Output all of the listing below, leaving every line unchanged.

Record extracts START

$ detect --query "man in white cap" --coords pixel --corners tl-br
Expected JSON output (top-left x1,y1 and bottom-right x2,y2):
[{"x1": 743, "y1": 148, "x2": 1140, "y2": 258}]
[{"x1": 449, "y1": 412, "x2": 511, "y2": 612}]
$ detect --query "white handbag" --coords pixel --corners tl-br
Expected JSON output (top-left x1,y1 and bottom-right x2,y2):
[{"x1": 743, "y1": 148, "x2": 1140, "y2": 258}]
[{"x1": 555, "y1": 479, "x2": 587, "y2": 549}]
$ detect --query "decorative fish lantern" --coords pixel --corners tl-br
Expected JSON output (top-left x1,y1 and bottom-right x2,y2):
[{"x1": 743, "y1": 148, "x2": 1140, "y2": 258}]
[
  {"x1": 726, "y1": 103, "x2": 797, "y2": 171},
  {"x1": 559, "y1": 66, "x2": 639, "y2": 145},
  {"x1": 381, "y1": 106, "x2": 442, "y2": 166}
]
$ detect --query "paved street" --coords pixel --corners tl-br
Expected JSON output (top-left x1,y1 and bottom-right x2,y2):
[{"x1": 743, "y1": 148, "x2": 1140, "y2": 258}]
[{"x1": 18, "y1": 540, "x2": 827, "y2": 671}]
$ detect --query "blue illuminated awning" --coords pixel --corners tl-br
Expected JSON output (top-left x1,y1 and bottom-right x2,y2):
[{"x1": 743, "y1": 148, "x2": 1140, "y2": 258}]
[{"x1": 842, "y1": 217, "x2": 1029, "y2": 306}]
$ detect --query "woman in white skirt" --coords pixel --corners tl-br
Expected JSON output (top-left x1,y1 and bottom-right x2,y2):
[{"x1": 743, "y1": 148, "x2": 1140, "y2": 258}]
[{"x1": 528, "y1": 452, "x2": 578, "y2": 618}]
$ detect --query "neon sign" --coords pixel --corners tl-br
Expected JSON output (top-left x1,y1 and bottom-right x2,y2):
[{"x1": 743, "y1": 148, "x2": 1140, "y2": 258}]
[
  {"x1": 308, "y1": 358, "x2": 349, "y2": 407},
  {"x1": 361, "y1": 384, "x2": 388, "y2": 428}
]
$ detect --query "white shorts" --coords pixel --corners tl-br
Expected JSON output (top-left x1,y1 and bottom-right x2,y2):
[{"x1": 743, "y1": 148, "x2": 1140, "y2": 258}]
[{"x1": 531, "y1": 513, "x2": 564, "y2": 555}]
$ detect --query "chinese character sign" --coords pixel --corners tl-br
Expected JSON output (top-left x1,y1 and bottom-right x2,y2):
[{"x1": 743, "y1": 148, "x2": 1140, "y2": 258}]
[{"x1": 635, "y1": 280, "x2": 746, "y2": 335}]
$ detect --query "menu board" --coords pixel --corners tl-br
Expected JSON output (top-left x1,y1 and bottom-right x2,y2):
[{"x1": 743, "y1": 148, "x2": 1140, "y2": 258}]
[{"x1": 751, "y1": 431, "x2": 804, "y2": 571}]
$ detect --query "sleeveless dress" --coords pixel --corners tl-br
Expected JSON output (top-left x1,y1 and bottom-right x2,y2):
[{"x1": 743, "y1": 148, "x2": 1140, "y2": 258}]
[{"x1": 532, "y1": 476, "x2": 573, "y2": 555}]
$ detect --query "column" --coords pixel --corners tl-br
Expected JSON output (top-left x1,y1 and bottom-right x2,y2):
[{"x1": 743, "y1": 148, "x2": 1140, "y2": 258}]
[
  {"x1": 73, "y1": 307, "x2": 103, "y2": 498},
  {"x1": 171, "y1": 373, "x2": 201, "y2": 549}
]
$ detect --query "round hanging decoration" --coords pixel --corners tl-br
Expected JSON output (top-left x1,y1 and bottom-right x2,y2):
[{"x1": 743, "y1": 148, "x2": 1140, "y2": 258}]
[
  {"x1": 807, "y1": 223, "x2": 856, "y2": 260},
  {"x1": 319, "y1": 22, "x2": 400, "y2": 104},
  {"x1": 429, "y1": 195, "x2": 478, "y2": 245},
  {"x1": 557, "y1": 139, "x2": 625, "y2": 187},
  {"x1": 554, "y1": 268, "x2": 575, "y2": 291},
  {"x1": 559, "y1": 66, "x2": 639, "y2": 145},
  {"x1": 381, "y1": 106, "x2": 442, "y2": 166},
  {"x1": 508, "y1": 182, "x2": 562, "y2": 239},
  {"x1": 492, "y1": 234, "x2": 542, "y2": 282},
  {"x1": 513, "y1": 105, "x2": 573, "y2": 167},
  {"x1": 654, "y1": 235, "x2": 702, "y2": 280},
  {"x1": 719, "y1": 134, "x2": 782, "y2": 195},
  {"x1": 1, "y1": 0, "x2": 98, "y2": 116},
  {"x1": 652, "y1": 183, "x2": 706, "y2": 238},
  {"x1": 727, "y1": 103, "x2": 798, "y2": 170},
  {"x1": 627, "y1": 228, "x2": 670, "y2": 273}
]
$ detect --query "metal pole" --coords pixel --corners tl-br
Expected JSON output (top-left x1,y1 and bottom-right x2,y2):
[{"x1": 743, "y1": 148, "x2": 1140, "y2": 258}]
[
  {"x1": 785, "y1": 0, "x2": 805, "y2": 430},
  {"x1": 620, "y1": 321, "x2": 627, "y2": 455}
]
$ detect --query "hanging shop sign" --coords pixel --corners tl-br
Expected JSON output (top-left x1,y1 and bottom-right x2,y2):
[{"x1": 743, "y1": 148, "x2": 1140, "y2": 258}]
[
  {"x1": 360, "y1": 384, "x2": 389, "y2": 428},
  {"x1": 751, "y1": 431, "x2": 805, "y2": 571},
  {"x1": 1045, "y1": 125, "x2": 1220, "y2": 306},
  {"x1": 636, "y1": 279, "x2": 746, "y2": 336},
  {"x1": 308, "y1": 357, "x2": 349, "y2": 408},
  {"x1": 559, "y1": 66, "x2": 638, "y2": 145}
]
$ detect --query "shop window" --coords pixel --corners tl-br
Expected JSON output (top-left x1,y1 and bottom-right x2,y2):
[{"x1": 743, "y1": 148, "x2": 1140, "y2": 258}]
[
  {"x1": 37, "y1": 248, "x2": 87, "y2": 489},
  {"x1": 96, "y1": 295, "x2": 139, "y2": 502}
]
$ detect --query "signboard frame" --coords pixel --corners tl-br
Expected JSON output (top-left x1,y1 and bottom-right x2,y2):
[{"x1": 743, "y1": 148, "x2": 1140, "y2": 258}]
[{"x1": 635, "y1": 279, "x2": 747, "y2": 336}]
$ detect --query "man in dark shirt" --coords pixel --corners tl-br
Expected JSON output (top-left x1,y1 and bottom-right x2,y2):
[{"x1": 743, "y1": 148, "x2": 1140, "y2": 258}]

Record extracts END

> **Response box**:
$ detect --query "man in white cap" --coords pixel --corners tl-br
Expected JSON output (top-left x1,y1 and bottom-right x2,y2):
[{"x1": 743, "y1": 148, "x2": 1140, "y2": 258}]
[{"x1": 449, "y1": 412, "x2": 511, "y2": 612}]
$ detect --query "white handbag" --coords pixel --corners tl-br
Expected JSON output (top-left x1,y1 and bottom-right x2,y2):
[{"x1": 743, "y1": 148, "x2": 1140, "y2": 258}]
[{"x1": 555, "y1": 479, "x2": 587, "y2": 549}]
$ detect --query "decorative fish lantern" --coords pixel --corners tl-br
Expected JSON output (top-left x1,y1 and bottom-right x2,y2):
[{"x1": 743, "y1": 148, "x2": 1140, "y2": 258}]
[
  {"x1": 726, "y1": 103, "x2": 797, "y2": 171},
  {"x1": 559, "y1": 66, "x2": 639, "y2": 145},
  {"x1": 381, "y1": 106, "x2": 442, "y2": 166}
]
$ detect --query "paved street" --coords pixel --corners tl-br
Expected JSON output (top-left x1,y1 and bottom-right x2,y2):
[{"x1": 743, "y1": 148, "x2": 1140, "y2": 258}]
[{"x1": 18, "y1": 540, "x2": 827, "y2": 671}]
$ detect --query "blue illuminated awning" --coords pixel --corners tl-br
Expected JSON output (top-left x1,y1 and bottom-right x2,y2):
[{"x1": 743, "y1": 148, "x2": 1140, "y2": 258}]
[{"x1": 842, "y1": 217, "x2": 1029, "y2": 306}]
$ detect --query "woman in white skirt" --coords pixel --corners tl-br
Expected JSON output (top-left x1,y1 and bottom-right x2,y2):
[{"x1": 743, "y1": 148, "x2": 1140, "y2": 258}]
[{"x1": 528, "y1": 452, "x2": 578, "y2": 618}]
$ detect --query "neon sign" --coords pixel --corners tl-br
Expected JSON output (top-left x1,y1 and bottom-right x2,y2):
[{"x1": 743, "y1": 148, "x2": 1140, "y2": 258}]
[
  {"x1": 308, "y1": 358, "x2": 349, "y2": 407},
  {"x1": 361, "y1": 384, "x2": 388, "y2": 428}
]
$ detect --query "white shorts" --coords pixel --corners tl-br
Expected JSON output (top-left x1,y1 and bottom-right x2,y2):
[{"x1": 743, "y1": 148, "x2": 1140, "y2": 258}]
[{"x1": 531, "y1": 513, "x2": 564, "y2": 555}]
$ detect --query "chinese character sign" --coords pixel --corners tl-br
Expected JSON output (top-left x1,y1 and bottom-right x2,y2):
[{"x1": 743, "y1": 148, "x2": 1140, "y2": 258}]
[{"x1": 635, "y1": 280, "x2": 746, "y2": 335}]
$ detect --query "menu board" --coords pixel --corners tl-br
Expected JSON output (top-left x1,y1 and bottom-right x2,y2):
[{"x1": 743, "y1": 148, "x2": 1140, "y2": 258}]
[{"x1": 751, "y1": 431, "x2": 804, "y2": 571}]
$ detect --query "sleeveless dress" --coords pixel --corners tl-br
Expected JSON output (top-left x1,y1 and bottom-right x2,y2):
[{"x1": 743, "y1": 148, "x2": 1140, "y2": 258}]
[{"x1": 532, "y1": 476, "x2": 573, "y2": 555}]
$ detect --query "column" --coords pixel --corners tl-br
Expected JSON output (top-left x1,y1 and bottom-right x2,y2):
[{"x1": 743, "y1": 148, "x2": 1140, "y2": 258}]
[
  {"x1": 73, "y1": 307, "x2": 103, "y2": 498},
  {"x1": 171, "y1": 373, "x2": 201, "y2": 549}
]
$ detect --query "round hanging decoration" --coords pixel --corners tl-br
Expected JSON output (top-left x1,y1 and bottom-right x2,y2):
[{"x1": 743, "y1": 148, "x2": 1140, "y2": 258}]
[
  {"x1": 807, "y1": 223, "x2": 856, "y2": 260},
  {"x1": 319, "y1": 22, "x2": 400, "y2": 104},
  {"x1": 429, "y1": 195, "x2": 478, "y2": 245},
  {"x1": 557, "y1": 139, "x2": 625, "y2": 187},
  {"x1": 554, "y1": 268, "x2": 575, "y2": 291},
  {"x1": 559, "y1": 66, "x2": 639, "y2": 145},
  {"x1": 381, "y1": 106, "x2": 442, "y2": 166},
  {"x1": 508, "y1": 182, "x2": 562, "y2": 239},
  {"x1": 492, "y1": 234, "x2": 542, "y2": 282},
  {"x1": 513, "y1": 105, "x2": 573, "y2": 167},
  {"x1": 654, "y1": 235, "x2": 702, "y2": 280},
  {"x1": 719, "y1": 134, "x2": 782, "y2": 195},
  {"x1": 1, "y1": 0, "x2": 98, "y2": 116},
  {"x1": 652, "y1": 183, "x2": 706, "y2": 238},
  {"x1": 727, "y1": 103, "x2": 798, "y2": 170},
  {"x1": 627, "y1": 228, "x2": 670, "y2": 273}
]
$ detect --query "metal pole" --coords pixel --corners tl-br
Expected JSON output (top-left x1,y1 and bottom-right x2,y2):
[{"x1": 743, "y1": 148, "x2": 1140, "y2": 258}]
[
  {"x1": 785, "y1": 0, "x2": 805, "y2": 430},
  {"x1": 620, "y1": 321, "x2": 627, "y2": 455}
]
$ detect --query "hanging shop sign" --coords pixel --corners tl-br
Expected JSON output (top-left x1,y1 and bottom-right x2,y2):
[{"x1": 743, "y1": 148, "x2": 1140, "y2": 258}]
[
  {"x1": 360, "y1": 384, "x2": 389, "y2": 428},
  {"x1": 751, "y1": 431, "x2": 805, "y2": 571},
  {"x1": 1045, "y1": 125, "x2": 1220, "y2": 306},
  {"x1": 636, "y1": 279, "x2": 746, "y2": 336},
  {"x1": 308, "y1": 357, "x2": 349, "y2": 408},
  {"x1": 559, "y1": 66, "x2": 638, "y2": 145}
]
$ detect --query "shop window" --coords pixel --corners tl-br
Expected JSON output (top-left x1,y1 and bottom-right x2,y2):
[{"x1": 743, "y1": 148, "x2": 1140, "y2": 258}]
[
  {"x1": 37, "y1": 248, "x2": 87, "y2": 489},
  {"x1": 96, "y1": 295, "x2": 139, "y2": 502}
]
$ detect --query "signboard frame" --coords pixel --corners tl-br
Expected JSON output (top-left x1,y1 and bottom-right x2,y2):
[{"x1": 743, "y1": 148, "x2": 1140, "y2": 258}]
[{"x1": 635, "y1": 279, "x2": 747, "y2": 336}]
$ detect --query "man in dark shirt" --coords pixel --corners tl-br
Expected JSON output (top-left x1,y1 and bottom-right x2,y2):
[{"x1": 743, "y1": 148, "x2": 1140, "y2": 258}]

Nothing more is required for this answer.